TASK TO CARRY OUT:
Repeat the entire listing exactly as written.

Coordinate annotation records:
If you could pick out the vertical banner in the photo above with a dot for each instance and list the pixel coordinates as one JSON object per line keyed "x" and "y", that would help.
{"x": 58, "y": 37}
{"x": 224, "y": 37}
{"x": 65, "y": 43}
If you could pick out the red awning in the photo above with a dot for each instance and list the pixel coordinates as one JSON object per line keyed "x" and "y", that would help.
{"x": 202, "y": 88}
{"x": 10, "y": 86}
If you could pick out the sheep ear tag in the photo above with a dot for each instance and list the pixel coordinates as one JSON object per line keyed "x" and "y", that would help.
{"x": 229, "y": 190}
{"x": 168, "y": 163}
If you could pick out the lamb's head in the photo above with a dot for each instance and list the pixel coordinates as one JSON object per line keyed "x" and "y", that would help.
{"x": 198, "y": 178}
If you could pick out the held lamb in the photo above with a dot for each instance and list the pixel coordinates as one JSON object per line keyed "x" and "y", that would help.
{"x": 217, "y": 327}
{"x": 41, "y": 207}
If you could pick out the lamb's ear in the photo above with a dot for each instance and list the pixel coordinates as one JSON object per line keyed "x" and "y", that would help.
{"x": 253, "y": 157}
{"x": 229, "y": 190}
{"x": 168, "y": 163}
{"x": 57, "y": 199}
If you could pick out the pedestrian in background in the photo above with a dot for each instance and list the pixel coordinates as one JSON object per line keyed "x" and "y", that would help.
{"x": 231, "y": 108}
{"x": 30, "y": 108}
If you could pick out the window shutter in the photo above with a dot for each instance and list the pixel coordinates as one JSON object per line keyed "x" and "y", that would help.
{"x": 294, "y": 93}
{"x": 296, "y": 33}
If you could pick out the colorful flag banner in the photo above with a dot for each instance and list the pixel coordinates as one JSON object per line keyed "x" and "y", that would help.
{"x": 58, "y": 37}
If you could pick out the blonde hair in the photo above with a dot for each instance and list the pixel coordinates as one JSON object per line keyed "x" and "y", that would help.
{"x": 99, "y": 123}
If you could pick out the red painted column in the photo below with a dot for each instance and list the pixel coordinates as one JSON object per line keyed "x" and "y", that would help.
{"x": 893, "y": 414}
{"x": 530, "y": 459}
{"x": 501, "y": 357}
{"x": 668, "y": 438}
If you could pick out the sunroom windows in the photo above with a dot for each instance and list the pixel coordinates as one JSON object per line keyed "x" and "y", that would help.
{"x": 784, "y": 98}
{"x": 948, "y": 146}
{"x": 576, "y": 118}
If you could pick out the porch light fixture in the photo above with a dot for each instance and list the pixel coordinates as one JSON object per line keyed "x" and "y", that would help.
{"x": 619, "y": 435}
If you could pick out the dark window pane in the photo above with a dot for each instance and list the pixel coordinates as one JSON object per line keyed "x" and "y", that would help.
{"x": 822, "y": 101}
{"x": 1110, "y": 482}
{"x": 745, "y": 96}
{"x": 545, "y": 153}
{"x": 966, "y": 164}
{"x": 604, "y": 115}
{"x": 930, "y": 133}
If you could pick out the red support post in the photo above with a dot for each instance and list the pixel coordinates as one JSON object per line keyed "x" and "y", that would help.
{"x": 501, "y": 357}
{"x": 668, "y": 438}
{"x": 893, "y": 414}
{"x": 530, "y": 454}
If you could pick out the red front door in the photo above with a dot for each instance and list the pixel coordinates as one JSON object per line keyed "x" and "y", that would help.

EXERCISE RESPONSE:
If you could pick out the vertical banner in the photo above with a dot for each instance and list the pixel coordinates as one JSON object per line keyed "x" and "y", that would help.
{"x": 58, "y": 37}
{"x": 224, "y": 37}
{"x": 65, "y": 43}
If you could pick out the red awning in the photo above with a dot for each instance and list the pixel coordinates as one JSON object per line keyed "x" and "y", that would help.
{"x": 202, "y": 88}
{"x": 10, "y": 86}
If you could pick out the sheep ear tag in the photo above with a dot for each instance and list the pixel coordinates as one JSON object per line keyed "x" and "y", that would help.
{"x": 229, "y": 190}
{"x": 168, "y": 163}
If you could pick out the lamb's head in the photo above with a dot for each instance and list the pixel coordinates as one JSON object per line keyed "x" and "y", that would help.
{"x": 198, "y": 178}
If you could pick out the held lamb in the photo above with a dot for each instance and list the pixel coordinates as one JSON object per line keyed "x" and "y", that would help.
{"x": 217, "y": 327}
{"x": 41, "y": 207}
If you could pick out the lamb's ear in the photo above with a dot for each instance and list the pixel coordinates as one JSON object per line keyed "x" and "y", that would help.
{"x": 253, "y": 157}
{"x": 229, "y": 190}
{"x": 168, "y": 163}
{"x": 57, "y": 199}
If you could pick out the pedestrian in background in the photo above with a dot for each instance and list the pixel coordinates as one JSON object per line keyed "x" and "y", that would help.
{"x": 231, "y": 108}
{"x": 30, "y": 108}
If you could pick out the window shutter in the photo above with a dot for each instance and list the pixel coordinates as one JSON object per line keyed "x" and "y", that would help.
{"x": 294, "y": 93}
{"x": 296, "y": 33}
If you could pick out the colorful flag banner in the photo above with a dot for each instance and list the pixel coordinates as one JSON object per line keyed "x" and "y", that would help.
{"x": 58, "y": 37}
If you could pick out the blonde hair in the photo above with a dot for each instance and list the pixel coordinates as one JSON object per line keyed "x" and "y", that would help.
{"x": 99, "y": 123}
If you could pick out the red painted column in the photo below with a dot for each instance and list the pixel coordinates as one JSON object per line keyed "x" and "y", that would help.
{"x": 893, "y": 414}
{"x": 530, "y": 459}
{"x": 501, "y": 357}
{"x": 668, "y": 438}
If you could pick out the sunroom windows in the photo above with a dot for each instance and list the pixel coordinates as one JSON object per line keyed "x" and "y", that would help.
{"x": 784, "y": 98}
{"x": 948, "y": 146}
{"x": 576, "y": 118}
If you could pick out the porch light fixture in the photo above with a dot for each instance and list the pixel coordinates as one JSON object per line keyed "x" and "y", that would help.
{"x": 619, "y": 435}
If you could pick out the dark window pane in the photo above with a dot for each instance and list the pixel coordinates as one JSON object per line keyed "x" and "y", that would help.
{"x": 822, "y": 101}
{"x": 1110, "y": 482}
{"x": 745, "y": 96}
{"x": 545, "y": 153}
{"x": 966, "y": 164}
{"x": 604, "y": 115}
{"x": 930, "y": 133}
If you could pick out the red support post in the photo above with a dot for each instance and list the pixel coordinates as one JSON object per line keyed "x" and "y", that would help.
{"x": 501, "y": 357}
{"x": 668, "y": 438}
{"x": 893, "y": 414}
{"x": 530, "y": 454}
If you could pick out the red front door in the photo above with a dot for each instance and list the pixel coordinates as one JSON object per line keyed "x" and "y", that would help.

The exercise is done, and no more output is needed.